- JOB -
Count the lines in the records below that contain the string "shirt", matching case exactly. Report only the resulting number.

- PROVIDED DATA -
· · · · ·

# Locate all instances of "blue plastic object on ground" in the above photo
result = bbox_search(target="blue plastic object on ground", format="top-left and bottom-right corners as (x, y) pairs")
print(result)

· · · · ·

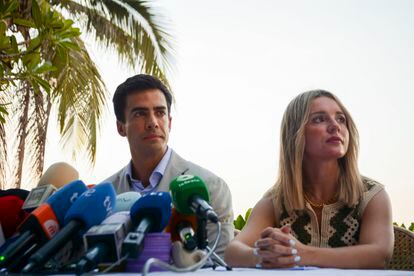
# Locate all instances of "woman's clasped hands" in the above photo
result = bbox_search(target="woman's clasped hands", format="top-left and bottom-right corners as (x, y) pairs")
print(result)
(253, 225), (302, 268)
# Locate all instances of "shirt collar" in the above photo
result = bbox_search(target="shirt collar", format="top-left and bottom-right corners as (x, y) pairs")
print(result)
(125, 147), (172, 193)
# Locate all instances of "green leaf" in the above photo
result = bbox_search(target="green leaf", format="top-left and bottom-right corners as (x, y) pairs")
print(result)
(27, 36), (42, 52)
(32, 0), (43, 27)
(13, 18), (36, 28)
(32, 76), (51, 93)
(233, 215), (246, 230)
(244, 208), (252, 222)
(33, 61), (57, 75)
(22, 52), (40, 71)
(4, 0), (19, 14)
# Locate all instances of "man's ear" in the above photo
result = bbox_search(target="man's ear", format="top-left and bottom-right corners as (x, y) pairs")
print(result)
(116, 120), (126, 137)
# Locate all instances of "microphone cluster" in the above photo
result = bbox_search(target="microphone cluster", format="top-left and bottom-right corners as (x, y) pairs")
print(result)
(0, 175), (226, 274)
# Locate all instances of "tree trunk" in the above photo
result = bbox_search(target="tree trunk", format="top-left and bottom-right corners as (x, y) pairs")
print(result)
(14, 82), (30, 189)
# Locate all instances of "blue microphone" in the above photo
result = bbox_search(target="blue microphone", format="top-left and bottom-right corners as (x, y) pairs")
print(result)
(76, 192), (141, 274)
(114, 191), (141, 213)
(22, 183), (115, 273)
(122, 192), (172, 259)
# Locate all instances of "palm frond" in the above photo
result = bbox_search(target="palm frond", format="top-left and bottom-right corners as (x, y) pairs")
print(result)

· · · · ·

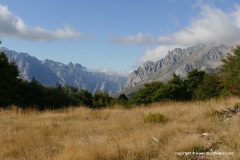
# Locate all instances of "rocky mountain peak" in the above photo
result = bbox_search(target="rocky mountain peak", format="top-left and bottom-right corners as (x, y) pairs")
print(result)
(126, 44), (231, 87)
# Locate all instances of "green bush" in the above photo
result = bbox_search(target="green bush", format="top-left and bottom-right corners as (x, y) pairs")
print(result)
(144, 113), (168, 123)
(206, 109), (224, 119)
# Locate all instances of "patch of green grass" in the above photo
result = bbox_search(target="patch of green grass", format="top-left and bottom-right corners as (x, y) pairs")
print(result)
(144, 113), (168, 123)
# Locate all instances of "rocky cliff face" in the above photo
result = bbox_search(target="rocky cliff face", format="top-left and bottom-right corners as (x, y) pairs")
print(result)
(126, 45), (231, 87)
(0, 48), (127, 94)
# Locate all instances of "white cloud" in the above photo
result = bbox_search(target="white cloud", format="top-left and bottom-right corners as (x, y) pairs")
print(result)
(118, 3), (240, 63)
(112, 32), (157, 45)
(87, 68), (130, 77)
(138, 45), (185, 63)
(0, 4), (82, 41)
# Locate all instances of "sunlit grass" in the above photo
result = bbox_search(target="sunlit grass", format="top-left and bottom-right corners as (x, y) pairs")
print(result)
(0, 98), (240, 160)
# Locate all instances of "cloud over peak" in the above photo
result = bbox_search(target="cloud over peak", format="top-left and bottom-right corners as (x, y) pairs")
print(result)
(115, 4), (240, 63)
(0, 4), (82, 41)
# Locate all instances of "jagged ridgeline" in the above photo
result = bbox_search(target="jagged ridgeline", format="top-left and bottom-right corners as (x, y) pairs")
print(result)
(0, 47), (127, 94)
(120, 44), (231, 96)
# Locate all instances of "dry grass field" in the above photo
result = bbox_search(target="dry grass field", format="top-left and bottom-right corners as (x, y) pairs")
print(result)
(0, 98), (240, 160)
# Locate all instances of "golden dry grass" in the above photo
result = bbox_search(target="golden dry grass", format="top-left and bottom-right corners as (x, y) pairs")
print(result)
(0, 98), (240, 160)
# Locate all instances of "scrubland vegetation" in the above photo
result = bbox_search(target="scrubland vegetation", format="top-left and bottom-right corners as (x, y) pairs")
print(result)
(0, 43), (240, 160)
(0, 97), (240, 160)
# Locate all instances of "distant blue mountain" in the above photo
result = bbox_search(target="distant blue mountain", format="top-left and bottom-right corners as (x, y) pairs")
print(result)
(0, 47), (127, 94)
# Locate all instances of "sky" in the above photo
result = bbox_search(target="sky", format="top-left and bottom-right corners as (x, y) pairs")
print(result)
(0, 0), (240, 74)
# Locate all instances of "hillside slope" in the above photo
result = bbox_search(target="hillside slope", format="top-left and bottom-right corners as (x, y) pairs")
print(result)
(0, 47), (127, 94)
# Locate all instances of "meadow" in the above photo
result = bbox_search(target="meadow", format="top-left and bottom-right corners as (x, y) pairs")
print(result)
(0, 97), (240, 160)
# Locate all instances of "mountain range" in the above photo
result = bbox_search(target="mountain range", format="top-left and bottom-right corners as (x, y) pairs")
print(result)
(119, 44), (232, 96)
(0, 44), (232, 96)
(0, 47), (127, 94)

· · · · ·

- WRITTEN RESPONSE -
2